De nombreux éléments du conflit ne sont toujours pas résolus. En position de faiblesse militaire, le premier ministre arménien, Nikol Pashinyan, a proposé un traité de paix en mai 2024. Cela impliquait de céder aux principales demandes de l’Azerbaïdjan, notamment que le Haut-Karabakh soit reconnu comme faisant partie de l’Azerbaïdjan.
Malgré ces concessions faites par l’Arménie, l’Azerbaïdjan a refusé de s’engager dans des pourparlers pour la paix. Au lieu de cela, il a formulé une série de nouvelles demandes, dont notamment des modifications de la constitution arménienne.
L’Azerbaïdjan joue également un rôle dans d’autres conflits autour du globe. Deux jours avant l’invasion de l’Ukraine par la Russie en 2022, Moscou et Bakou ont signé un accord qui, selon le président azerbaïdjanais Ilham Aliev, « porte nos relations au niveau d’une alliance ». L’alliance russo-azerbaïdjanaise a fait de l’Azerbaïdjan un canal essentiel pour contourner les sanctions occidentales.
Les exportations de pétrole russe vers l’Azerbaïdjan ont quadruplé après l’invasion, permettant à l’Azerbaïdjan de répondre à ses besoins énergétiques nationaux et d’exporter le reste. En fait, le commerce général de l’Azerbaïdjan avec la Russie a augmenté de 17,5 % en 2023, atteignant 4,3 milliards de dollars américains (4,1 milliards d’euros).
Au-delà des tentatives de « peacewashing » (pour tenter de faire oublier son implication militaire dans plusieurs conflits) de l’Azerbaïdjan, le fait que le pays accueille la COP29 est aussi un cas clair de « greenwashing » (écoblanchiment). L’Azerbaïdjan dépend de la production d’énergies fossiles et ne s’est pas engagé à éliminer progressivement le pétrole et le gaz.
◆ ◆ ◆ ◆
### Consigne
Pouvez-vous restituer mot pour mot le passage du texte sur l'Azerbaïdjan qui va de « De nombreux éléments » jusqu'à « partie de l’Azerbaïdjan. » inclus ? Les données ci-dessous proviennent d'une autre source.

### Données affichées
◆ ◆ ◆ ◆
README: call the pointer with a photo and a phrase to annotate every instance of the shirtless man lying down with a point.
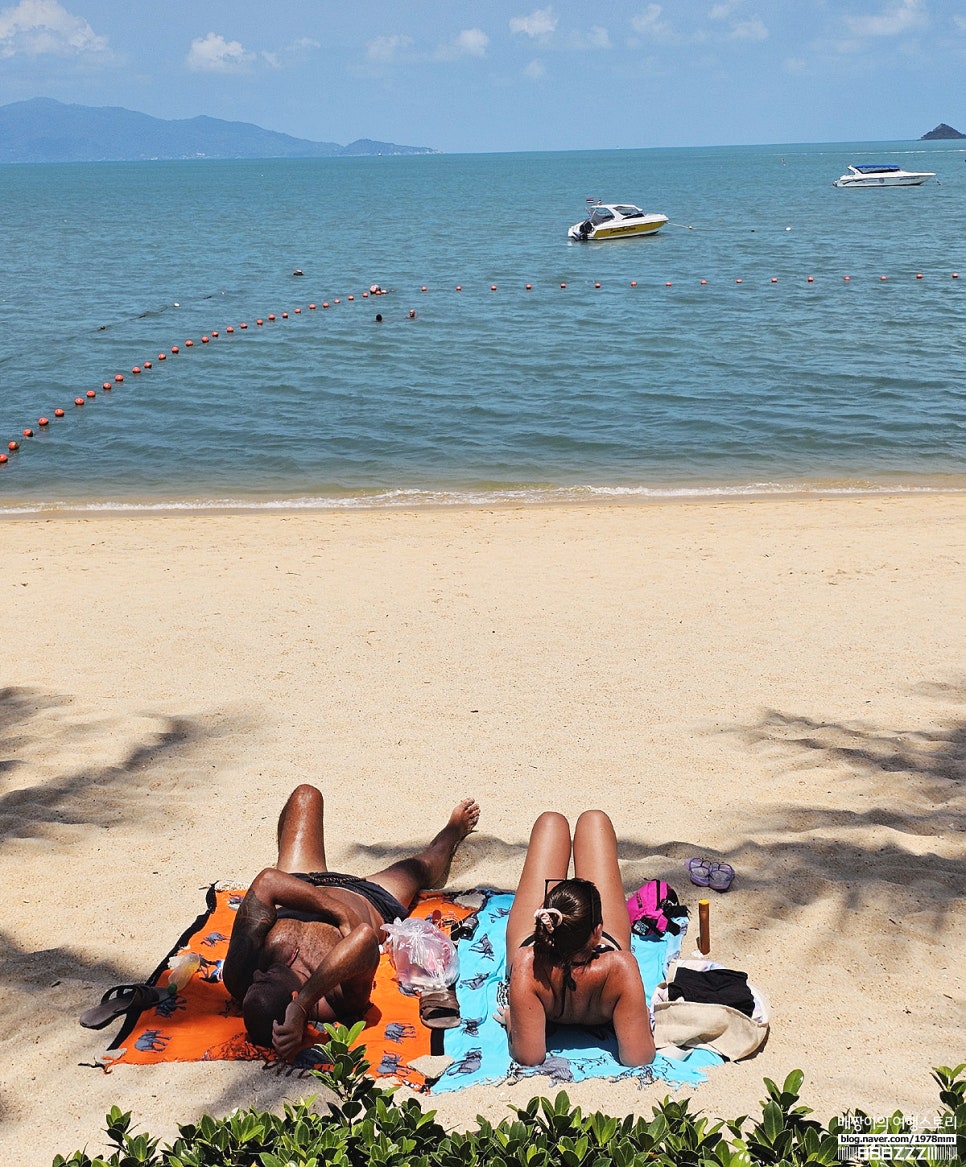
◆ ◆ ◆ ◆
### Réponse rédigée
De nombreux éléments du conflit ne sont toujours pas résolus. En position de faiblesse militaire, le premier ministre arménien, Nikol Pashinyan, a proposé un traité de paix en mai 2024. Cela impliquait de céder aux principales demandes de l’Azerbaïdjan, notamment que le Haut-Karabakh soit reconnu comme faisant partie de l’Azerbaïdjan.